=== Records supplied ===

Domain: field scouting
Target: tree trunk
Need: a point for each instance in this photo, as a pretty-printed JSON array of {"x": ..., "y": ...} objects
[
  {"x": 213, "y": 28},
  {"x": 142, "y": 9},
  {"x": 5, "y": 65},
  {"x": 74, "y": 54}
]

===

- _The task_: Output the records exactly, including every line.

- _Worked solution_:
Domain: field scouting
Target: tree trunk
Need: a point for each instance in this photo, as a pretty-printed JSON array of {"x": ..., "y": ...} objects
[
  {"x": 213, "y": 28},
  {"x": 142, "y": 9},
  {"x": 5, "y": 65},
  {"x": 74, "y": 54}
]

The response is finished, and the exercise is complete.